▶ _WHAT YOU NEED TO DO_
Using the listing that follows, filter out every line lacking the string "bicycle" and return the rest.
⟨
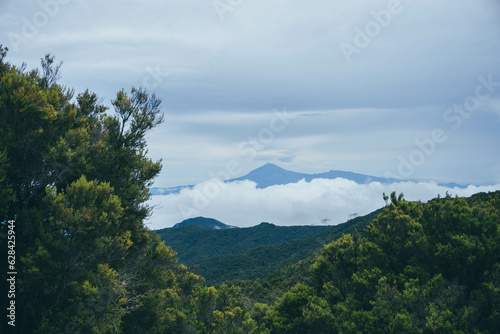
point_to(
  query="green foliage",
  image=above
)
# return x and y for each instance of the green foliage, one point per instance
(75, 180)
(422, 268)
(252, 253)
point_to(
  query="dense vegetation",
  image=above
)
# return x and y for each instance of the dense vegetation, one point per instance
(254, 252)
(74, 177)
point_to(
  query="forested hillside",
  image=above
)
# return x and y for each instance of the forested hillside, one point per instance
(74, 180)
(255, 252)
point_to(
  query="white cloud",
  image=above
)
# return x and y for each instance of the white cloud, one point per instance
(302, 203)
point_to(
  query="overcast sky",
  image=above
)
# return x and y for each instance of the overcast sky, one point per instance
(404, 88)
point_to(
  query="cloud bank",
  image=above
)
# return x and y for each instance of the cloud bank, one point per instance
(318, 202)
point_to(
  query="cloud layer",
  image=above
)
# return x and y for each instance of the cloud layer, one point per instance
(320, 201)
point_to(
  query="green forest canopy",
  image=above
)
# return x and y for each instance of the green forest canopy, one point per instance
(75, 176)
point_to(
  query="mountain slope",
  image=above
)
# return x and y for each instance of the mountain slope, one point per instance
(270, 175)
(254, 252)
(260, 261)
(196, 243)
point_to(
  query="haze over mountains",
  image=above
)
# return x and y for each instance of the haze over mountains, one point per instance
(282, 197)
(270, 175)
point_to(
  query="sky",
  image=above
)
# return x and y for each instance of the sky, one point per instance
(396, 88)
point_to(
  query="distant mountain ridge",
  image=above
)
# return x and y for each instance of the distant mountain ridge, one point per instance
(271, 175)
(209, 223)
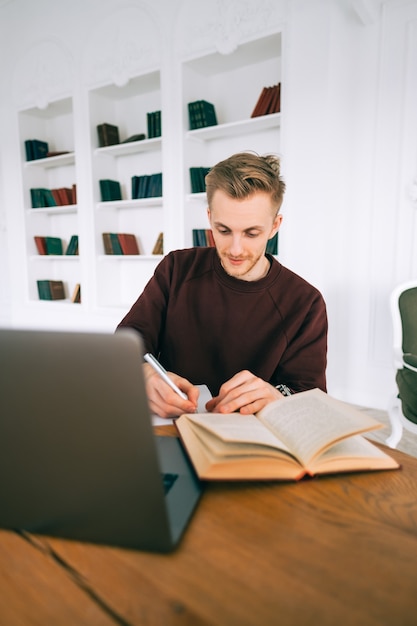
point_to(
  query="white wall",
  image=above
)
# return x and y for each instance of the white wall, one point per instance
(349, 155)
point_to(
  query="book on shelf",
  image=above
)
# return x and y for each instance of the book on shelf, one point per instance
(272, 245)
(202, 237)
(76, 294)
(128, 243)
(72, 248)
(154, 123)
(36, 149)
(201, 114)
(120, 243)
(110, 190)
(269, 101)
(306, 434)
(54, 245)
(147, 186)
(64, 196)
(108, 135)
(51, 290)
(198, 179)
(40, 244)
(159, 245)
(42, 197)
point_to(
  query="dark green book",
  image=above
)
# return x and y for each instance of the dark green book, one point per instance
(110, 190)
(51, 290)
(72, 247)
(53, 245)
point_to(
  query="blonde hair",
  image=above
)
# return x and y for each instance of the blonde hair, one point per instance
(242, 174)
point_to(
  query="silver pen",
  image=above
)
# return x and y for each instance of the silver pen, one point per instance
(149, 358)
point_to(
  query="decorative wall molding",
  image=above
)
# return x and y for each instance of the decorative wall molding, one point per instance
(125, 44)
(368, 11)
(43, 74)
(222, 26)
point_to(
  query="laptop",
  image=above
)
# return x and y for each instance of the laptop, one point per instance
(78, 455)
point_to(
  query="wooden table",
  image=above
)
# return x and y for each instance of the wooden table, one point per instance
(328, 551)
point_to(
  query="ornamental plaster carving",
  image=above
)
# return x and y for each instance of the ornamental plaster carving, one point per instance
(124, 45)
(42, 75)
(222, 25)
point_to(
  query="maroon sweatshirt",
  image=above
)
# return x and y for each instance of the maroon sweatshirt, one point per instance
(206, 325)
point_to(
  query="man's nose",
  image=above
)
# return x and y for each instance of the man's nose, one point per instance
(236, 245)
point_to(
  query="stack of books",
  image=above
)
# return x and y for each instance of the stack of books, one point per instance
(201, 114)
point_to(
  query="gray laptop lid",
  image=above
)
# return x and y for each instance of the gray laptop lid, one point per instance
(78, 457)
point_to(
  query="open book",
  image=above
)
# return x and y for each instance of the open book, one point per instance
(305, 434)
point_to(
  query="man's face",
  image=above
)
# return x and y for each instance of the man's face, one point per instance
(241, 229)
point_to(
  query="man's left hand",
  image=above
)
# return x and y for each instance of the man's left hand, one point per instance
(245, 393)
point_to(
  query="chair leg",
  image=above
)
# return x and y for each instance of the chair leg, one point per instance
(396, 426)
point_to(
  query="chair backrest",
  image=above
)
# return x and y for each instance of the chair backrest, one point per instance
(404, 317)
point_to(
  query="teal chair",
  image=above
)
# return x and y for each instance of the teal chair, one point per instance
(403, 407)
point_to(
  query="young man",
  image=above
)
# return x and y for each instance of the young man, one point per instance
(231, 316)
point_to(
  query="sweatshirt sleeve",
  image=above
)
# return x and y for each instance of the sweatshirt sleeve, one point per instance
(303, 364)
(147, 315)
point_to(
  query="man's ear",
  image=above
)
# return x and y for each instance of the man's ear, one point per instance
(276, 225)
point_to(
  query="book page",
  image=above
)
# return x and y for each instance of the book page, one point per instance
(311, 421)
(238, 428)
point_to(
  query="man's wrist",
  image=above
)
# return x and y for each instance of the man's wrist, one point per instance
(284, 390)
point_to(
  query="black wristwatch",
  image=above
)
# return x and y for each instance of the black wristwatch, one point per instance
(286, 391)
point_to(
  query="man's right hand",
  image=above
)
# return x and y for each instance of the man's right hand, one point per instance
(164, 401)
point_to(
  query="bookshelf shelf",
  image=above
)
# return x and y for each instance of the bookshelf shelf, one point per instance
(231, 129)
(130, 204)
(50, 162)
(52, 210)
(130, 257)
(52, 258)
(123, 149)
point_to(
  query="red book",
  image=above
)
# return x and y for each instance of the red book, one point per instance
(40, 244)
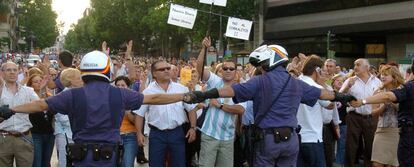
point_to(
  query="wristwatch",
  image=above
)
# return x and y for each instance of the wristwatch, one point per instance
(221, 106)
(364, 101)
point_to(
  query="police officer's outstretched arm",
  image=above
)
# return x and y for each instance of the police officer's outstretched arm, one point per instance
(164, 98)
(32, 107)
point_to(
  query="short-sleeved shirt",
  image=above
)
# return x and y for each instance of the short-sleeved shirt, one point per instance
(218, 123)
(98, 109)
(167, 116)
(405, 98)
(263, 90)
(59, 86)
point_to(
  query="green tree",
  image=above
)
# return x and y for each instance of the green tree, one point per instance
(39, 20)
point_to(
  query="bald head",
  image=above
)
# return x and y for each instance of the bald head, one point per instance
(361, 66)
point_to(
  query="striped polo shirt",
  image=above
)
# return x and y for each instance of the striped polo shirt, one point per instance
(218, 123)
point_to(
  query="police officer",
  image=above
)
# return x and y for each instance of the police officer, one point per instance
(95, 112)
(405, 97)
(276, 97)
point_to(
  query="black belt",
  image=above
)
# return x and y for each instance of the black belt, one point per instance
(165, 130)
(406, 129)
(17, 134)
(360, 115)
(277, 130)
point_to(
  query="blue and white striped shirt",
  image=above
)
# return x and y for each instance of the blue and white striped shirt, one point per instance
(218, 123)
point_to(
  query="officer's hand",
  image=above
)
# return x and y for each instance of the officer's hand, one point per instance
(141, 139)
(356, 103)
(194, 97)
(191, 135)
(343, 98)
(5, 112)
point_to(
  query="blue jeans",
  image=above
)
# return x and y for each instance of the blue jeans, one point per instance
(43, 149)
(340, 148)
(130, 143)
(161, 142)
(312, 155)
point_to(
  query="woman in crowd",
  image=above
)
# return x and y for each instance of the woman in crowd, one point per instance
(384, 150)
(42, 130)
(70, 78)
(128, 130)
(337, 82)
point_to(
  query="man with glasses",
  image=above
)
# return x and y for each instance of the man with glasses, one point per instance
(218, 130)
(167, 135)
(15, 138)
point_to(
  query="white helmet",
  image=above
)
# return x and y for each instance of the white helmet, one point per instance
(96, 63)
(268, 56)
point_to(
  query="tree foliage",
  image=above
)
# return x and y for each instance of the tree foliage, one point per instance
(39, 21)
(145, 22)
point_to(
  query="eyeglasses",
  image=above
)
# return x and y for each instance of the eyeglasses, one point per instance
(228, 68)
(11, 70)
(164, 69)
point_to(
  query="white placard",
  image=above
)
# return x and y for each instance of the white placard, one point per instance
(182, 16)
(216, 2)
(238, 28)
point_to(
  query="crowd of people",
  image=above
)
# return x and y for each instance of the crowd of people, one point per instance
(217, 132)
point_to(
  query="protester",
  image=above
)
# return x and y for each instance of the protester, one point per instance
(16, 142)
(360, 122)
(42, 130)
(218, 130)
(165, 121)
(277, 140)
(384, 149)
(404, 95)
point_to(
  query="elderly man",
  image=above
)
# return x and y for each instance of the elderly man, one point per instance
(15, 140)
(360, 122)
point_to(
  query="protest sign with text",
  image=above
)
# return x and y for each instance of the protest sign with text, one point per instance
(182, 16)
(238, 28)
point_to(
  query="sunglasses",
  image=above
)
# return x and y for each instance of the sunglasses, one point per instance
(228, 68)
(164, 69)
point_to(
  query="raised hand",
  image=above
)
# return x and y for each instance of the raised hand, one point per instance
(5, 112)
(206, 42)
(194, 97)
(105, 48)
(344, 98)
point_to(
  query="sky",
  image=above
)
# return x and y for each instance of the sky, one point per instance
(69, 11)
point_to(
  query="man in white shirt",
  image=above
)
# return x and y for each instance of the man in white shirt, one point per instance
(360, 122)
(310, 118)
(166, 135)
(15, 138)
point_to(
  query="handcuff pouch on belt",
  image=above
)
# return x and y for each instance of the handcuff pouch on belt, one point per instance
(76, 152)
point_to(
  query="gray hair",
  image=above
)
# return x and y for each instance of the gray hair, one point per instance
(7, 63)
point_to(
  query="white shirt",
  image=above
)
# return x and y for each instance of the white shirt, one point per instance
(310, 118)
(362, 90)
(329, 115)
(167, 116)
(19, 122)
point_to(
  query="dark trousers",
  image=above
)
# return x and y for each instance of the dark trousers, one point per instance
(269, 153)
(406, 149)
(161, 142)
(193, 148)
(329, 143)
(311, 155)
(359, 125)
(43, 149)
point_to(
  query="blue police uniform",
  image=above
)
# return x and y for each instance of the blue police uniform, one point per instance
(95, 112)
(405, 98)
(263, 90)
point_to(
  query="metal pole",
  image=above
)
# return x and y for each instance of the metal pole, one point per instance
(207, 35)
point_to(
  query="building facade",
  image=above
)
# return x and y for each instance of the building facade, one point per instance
⟩
⟨
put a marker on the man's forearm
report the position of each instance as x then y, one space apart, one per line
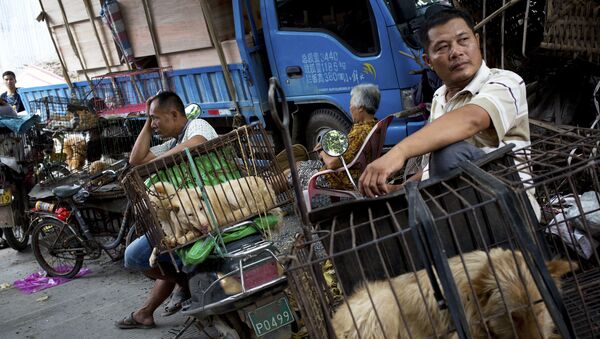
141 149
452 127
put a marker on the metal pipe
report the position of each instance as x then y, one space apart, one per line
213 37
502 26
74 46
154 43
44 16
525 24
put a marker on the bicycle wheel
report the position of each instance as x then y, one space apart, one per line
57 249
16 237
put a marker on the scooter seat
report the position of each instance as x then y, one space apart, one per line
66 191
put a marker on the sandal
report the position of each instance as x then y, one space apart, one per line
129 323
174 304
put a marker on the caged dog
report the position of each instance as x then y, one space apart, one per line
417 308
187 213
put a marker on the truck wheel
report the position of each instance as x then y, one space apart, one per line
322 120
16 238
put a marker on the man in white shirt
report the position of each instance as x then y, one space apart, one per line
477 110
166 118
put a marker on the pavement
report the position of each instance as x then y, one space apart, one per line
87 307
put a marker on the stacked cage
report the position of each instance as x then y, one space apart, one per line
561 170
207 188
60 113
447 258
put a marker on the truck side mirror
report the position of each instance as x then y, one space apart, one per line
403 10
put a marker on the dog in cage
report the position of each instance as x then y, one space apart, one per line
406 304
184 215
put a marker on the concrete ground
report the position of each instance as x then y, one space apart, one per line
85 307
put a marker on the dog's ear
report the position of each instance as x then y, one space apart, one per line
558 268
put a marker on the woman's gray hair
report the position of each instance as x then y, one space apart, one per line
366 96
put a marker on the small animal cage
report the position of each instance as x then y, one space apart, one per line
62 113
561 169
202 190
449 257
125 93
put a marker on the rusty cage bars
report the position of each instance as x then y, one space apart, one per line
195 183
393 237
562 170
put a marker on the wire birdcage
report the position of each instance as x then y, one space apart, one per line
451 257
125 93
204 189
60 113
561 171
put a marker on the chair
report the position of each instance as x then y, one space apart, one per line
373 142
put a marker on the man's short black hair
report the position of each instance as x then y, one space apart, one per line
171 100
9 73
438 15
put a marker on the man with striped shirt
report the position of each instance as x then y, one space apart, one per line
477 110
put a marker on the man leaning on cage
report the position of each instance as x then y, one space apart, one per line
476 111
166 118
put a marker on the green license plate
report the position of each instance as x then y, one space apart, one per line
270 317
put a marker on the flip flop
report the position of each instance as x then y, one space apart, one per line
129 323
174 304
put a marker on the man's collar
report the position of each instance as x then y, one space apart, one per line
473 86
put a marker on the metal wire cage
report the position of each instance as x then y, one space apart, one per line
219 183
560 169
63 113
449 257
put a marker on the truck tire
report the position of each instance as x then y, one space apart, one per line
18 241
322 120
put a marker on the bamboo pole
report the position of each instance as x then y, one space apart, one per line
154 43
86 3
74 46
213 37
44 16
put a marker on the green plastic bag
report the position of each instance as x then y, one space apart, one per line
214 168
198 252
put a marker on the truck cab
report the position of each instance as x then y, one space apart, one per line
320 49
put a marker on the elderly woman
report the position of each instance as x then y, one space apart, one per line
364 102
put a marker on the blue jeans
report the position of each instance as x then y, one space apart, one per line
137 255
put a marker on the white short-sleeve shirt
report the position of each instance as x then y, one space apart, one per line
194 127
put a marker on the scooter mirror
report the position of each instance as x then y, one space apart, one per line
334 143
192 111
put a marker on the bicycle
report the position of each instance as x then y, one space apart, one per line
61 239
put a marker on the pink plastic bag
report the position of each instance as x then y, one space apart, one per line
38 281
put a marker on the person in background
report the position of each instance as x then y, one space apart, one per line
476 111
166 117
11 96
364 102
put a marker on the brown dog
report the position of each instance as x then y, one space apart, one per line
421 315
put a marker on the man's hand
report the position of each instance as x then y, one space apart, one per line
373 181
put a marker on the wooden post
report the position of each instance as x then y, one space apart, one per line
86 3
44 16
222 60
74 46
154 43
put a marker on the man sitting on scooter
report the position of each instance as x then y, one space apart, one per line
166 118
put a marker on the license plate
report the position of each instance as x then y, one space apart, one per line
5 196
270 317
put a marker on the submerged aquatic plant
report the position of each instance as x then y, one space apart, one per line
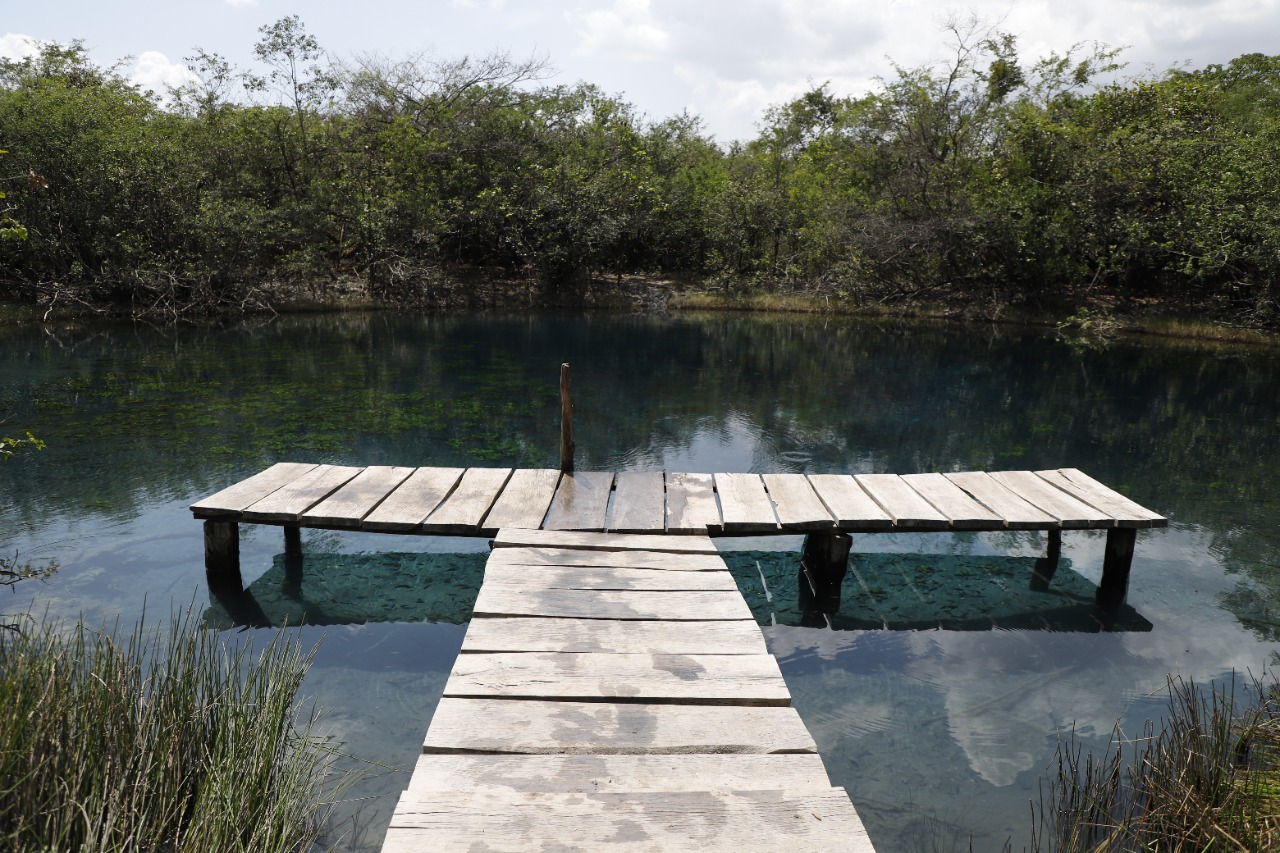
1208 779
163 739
⟩
▶ _RESULT_
put a marker on the bicycle wheel
put a marker on the bicycle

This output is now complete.